STATED PROBLEM
Write out the entries, please, from the line containing "[locate] wooden buffet" through their final line, exactly and with nothing else.

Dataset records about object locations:
»»

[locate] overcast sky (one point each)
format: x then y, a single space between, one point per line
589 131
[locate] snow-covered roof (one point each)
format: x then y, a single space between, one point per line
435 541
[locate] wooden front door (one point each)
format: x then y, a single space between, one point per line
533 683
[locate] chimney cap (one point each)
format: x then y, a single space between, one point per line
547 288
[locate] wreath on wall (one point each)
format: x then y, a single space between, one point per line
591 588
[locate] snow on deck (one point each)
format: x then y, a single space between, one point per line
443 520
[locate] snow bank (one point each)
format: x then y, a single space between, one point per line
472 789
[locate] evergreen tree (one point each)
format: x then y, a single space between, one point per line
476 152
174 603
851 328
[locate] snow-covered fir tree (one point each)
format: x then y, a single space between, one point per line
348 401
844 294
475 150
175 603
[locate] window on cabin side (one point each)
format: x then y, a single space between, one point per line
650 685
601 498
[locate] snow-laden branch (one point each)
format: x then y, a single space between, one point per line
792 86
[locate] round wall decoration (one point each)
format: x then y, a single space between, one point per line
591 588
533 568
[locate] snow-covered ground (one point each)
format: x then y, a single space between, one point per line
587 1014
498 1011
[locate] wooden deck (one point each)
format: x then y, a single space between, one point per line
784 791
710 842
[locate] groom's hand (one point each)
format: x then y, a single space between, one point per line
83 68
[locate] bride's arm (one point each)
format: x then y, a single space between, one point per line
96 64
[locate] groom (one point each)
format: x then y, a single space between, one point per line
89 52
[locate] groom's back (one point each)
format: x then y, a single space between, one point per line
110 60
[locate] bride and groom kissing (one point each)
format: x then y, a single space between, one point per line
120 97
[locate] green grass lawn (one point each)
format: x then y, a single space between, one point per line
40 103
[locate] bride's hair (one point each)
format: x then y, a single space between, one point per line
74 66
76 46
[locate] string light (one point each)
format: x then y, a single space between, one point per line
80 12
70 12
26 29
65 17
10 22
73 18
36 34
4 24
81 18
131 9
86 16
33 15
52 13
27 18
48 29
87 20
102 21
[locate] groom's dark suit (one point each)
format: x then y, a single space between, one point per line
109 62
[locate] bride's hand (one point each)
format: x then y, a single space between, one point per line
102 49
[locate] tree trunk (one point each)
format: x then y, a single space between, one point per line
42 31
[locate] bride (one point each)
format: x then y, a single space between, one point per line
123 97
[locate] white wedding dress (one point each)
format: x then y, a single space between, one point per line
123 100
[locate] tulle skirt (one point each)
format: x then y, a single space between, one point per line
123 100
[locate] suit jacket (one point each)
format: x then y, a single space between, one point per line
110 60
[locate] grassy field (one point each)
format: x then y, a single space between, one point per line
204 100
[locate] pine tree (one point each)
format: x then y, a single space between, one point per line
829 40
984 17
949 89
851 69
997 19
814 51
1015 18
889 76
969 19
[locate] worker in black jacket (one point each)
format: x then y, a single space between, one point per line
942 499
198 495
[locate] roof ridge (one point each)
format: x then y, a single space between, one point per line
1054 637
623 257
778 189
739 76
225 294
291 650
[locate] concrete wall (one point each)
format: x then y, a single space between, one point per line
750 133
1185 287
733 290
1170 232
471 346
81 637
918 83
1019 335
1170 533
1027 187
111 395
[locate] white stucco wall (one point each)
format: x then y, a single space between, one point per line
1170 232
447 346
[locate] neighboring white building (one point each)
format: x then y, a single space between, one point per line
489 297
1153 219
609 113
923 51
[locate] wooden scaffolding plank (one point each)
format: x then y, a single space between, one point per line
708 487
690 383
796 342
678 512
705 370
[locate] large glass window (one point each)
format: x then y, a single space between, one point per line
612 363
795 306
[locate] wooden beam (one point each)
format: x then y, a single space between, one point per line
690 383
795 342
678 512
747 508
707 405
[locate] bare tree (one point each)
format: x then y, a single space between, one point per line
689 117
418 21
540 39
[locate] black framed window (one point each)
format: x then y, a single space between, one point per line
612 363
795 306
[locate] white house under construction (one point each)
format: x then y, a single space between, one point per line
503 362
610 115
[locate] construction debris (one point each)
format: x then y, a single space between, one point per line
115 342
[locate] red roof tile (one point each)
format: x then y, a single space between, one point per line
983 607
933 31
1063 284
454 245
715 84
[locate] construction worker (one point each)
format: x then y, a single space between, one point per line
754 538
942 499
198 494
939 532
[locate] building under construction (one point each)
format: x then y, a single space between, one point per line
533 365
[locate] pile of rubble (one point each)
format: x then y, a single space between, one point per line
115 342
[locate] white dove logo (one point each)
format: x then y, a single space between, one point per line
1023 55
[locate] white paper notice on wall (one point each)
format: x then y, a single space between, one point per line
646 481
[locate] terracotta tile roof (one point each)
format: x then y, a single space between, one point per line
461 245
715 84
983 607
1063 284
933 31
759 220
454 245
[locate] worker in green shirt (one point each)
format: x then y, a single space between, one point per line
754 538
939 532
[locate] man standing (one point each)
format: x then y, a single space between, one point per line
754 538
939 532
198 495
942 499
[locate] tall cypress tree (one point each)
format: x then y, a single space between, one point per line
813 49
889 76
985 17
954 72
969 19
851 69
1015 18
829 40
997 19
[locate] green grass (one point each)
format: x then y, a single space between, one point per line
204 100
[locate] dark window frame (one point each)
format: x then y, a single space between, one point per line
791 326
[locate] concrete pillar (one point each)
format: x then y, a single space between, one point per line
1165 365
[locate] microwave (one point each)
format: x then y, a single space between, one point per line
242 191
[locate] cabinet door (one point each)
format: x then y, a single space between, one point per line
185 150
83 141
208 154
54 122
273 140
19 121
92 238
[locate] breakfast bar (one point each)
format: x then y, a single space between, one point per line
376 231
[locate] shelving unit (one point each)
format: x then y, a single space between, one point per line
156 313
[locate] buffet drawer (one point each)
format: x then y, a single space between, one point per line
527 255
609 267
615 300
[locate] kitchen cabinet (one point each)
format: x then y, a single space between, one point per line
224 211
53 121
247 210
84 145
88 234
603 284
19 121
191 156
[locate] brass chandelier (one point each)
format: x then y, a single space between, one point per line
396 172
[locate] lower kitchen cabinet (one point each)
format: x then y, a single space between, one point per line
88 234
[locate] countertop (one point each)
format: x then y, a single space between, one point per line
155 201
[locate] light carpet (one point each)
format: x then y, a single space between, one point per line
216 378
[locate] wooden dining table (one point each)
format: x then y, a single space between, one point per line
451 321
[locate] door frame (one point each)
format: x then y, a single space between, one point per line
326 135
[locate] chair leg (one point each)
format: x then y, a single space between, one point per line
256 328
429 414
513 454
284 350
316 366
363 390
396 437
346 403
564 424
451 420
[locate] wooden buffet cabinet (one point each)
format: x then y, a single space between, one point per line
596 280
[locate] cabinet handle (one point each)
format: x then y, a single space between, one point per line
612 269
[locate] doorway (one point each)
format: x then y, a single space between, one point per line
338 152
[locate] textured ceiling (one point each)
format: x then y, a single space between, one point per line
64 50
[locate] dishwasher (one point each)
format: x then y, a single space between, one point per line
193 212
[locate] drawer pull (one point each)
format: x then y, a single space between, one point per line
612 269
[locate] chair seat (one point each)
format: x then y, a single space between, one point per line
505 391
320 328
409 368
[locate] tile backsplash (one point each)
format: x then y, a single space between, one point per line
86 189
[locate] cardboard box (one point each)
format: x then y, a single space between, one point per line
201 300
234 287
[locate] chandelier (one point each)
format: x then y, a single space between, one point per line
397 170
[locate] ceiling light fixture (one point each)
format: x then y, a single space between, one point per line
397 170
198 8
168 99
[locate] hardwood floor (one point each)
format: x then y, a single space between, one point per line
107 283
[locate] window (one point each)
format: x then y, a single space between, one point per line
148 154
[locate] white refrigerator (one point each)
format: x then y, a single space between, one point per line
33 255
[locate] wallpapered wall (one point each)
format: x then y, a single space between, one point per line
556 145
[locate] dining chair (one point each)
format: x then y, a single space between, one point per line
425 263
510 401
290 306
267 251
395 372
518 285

««

ANSWER IN FULL
[locate] wooden buffet cabinet (one point each)
format: x then y, a single space between, one point per line
596 280
[locate] cabinet handle (one point each)
format: x then y, a single space between, one point per line
612 269
[locate] doorway (one point each)
format: x then y, a single space between, one point per line
338 152
[locate] textured ceiling (one point each)
format: x then y, a single space between, one point per line
64 50
[locate] dishwasher (one point each)
format: x then y, a single space between, one point per line
193 212
[locate] drawer pull (one point each)
format: x then y, a single space between, one point per line
612 269
[locate] chair seat (one point each)
format: x then y, a single space between, one point per line
505 391
320 328
409 368
[locate] tile backsplash (one point each)
format: x then y, a single space between, one point per line
86 189
[locate] cardboard box (one point each)
format: x then y, a single space between, one point per line
201 300
234 287
[locate] chandelier (one point each)
format: x then y, a single space between, one point per line
397 170
[locate] ceiling light fixture (one point each)
format: x then y, a single space between, one point per line
397 170
198 8
168 99
[locate] hardwood floor (one point each)
format: x then y, a single space between, one point per line
107 283
[locate] window (one point each)
format: x then y, a single space between, one point per line
148 154
[locate] white refrigerator (one point each)
format: x then y, a single space between, one point per line
33 255
[locate] wallpapered wall (one point each)
format: x then y, a single space between, one point per line
556 145
[locate] dining chair (one point each)
format: x then y, a single space between, one point per line
425 263
510 401
290 306
267 251
395 372
518 285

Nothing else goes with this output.